STORED DATA:
--

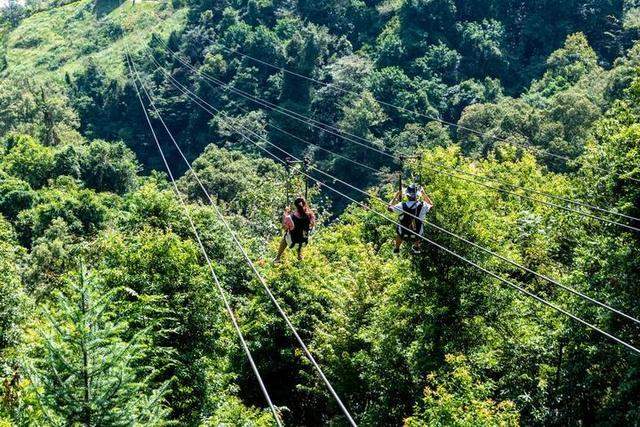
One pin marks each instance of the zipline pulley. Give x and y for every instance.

--

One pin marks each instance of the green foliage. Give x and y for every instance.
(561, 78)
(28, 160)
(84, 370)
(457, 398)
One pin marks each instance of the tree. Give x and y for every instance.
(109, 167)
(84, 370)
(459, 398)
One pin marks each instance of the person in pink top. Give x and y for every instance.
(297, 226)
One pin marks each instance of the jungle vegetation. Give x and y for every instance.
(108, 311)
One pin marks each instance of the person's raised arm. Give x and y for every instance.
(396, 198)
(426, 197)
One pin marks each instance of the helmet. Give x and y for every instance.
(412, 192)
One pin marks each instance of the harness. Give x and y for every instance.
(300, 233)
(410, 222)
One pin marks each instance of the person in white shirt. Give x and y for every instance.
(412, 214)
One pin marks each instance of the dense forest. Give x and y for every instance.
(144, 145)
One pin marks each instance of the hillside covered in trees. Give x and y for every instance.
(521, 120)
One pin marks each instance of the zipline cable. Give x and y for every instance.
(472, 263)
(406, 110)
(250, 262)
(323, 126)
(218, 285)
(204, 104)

--

SHORT TASK: Gather every row above that contains the string "person" and copy each of those rows in full. Treat uppercase and lowercase as different when matching.

EXERCISE ANSWER:
One pin marks each instance of the person in pink top. Give x and y for every instance.
One pin marks each instance of the person's raised arm. Give x and y for every instance.
One pin marks each instance of the person in white shirt. Give x and y for every instance.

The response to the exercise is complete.